Ein Flüchtling tanzt sein Schicksal – Bachmann-Preis für Nava Ebrahimi
KLAGENFURT (dpa) Auf der Flucht aus dem Iran in Richtung Kanada werden Mutter und Sohn in Thailand festgenommen und landen im Gefängnis. „Diese sechs Monate wurden zum Sperrgebiet, zum Tschernobyl der Familiengeschichte, die ohnehin an Boden verlor“, schreibt Nava Ebrahimi. Bei einer Begegnung mit seiner Cousine tanzt der schwule Kian auf einer Bühne in New York endlich bisher Ungesagtes. Mit ihrem Text „Der Cousin“hat die 1978 in Teheran geborene Schriftstellerin, die in Köln aufgewachsen ist, die Jury des Bachmann-Preises überzeugt. Die mit 25 000 Euro dotierte Auszeichnung ging damit an eine von vorneherein hochgehandelte und bereits etablierte Autorin. Sie sei eine der spannendsten Stimmen der deutschen Gegenwartsliteratur, so die Jury.

Informationen nutzen.
1/ Beantworte anhand des Seitenauszugs diese Fragen:
(a) In welchem Land werden Mutter und Sohn auf der Flucht festgenommen?
(b) In welcher Stadt ist Nava Ebrahimi aufgewachsen?
(c) Mit welchem Betrag ist der Bachmann-Preis dotiert?
2/ Schreibe aus dem Seitenauszug den Abschnitt von „Ein Flüchtling tanzt“ bis einschließlich „so die Jury.“ wortgetreu ab.

Gezeigte Einträge.
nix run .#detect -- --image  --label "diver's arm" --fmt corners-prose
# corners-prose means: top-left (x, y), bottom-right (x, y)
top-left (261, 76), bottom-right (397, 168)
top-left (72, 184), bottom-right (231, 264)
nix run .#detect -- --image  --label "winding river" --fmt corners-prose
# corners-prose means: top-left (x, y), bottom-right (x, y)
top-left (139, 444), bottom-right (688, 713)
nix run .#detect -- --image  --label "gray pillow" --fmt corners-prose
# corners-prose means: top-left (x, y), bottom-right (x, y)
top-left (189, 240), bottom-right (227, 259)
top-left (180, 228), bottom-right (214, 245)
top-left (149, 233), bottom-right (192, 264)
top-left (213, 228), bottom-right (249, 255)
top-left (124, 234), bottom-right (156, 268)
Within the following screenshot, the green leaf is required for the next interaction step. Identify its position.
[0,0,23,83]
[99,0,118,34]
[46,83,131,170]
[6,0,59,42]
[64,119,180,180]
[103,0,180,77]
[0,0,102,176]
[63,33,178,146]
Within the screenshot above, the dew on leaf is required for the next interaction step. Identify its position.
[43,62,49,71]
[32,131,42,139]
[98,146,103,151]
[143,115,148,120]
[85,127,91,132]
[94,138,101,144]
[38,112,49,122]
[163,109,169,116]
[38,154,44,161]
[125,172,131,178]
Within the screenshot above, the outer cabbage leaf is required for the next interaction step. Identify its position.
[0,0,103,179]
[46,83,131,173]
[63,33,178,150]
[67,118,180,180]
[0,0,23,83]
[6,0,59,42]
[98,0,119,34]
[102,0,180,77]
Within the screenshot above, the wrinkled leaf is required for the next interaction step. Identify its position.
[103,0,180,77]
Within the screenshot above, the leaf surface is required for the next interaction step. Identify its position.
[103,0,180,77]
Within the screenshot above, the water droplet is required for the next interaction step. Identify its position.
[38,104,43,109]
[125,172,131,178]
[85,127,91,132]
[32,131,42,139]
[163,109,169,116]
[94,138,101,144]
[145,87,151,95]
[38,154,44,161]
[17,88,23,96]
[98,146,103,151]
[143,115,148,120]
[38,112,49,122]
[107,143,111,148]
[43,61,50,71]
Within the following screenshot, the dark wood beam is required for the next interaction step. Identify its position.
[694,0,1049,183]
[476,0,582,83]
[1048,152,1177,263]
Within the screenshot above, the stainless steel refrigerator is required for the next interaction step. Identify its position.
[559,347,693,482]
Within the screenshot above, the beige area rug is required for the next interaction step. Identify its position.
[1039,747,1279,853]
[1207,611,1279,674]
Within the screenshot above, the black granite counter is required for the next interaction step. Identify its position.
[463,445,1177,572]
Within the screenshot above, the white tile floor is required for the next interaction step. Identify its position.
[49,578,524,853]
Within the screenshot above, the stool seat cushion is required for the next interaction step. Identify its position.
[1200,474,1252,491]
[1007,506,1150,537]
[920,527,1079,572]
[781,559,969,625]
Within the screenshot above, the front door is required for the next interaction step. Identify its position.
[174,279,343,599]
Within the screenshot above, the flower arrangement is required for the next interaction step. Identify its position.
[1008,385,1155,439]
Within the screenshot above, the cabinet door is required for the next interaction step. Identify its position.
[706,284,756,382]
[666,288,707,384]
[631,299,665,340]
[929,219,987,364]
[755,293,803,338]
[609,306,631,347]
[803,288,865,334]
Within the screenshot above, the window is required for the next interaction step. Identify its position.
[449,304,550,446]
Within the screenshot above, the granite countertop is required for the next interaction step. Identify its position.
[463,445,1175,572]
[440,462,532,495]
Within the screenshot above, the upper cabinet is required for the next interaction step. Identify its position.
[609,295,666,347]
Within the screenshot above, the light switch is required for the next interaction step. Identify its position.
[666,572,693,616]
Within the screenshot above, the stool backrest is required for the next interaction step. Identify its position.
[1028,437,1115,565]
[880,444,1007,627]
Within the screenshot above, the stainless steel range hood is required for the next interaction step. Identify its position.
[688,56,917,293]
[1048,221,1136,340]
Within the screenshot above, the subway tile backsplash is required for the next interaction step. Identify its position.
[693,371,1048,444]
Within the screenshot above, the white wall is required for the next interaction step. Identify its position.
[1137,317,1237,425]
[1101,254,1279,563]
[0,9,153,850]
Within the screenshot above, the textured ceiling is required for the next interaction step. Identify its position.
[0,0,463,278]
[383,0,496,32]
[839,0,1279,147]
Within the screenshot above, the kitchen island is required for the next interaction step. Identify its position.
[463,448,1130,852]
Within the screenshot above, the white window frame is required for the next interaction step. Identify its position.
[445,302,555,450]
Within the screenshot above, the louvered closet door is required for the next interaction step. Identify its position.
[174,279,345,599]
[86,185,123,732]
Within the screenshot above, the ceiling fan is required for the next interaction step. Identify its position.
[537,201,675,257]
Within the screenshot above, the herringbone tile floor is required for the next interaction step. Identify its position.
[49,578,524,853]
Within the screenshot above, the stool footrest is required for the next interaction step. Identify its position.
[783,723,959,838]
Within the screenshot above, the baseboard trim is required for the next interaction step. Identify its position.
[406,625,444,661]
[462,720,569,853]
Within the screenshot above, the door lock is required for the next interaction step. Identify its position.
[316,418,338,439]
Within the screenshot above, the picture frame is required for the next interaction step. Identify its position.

Lösungen der Übungen.
1/
(a) In Thailand.
(b) In Köln.
(c) Mit 25 000 Euro.

2/
Ein Flüchtling tanzt sein Schicksal – Bachmann-Preis für Nava Ebrahimi
KLAGENFURT (dpa) Auf der Flucht aus dem Iran in Richtung Kanada werden Mutter und Sohn in Thailand festgenommen und landen im Gefängnis. „Diese sechs Monate wurden zum Sperrgebiet, zum Tschernobyl der Familiengeschichte, die ohnehin an Boden verlor“, schreibt Nava Ebrahimi. Bei einer Begegnung mit seiner Cousine tanzt der schwule Kian auf einer Bühne in New York endlich bisher Ungesagtes. Mit ihrem Text „Der Cousin“hat die 1978 in Teheran geborene Schriftstellerin, die in Köln aufgewachsen ist, die Jury des Bachmann-Preises überzeugt. Die mit 25 000 Euro dotierte Auszeichnung ging damit an eine von vorneherein hochgehandelte und bereits etablierte Autorin. Sie sei eine der spannendsten Stimmen der deutschen Gegenwartsliteratur, so die Jury.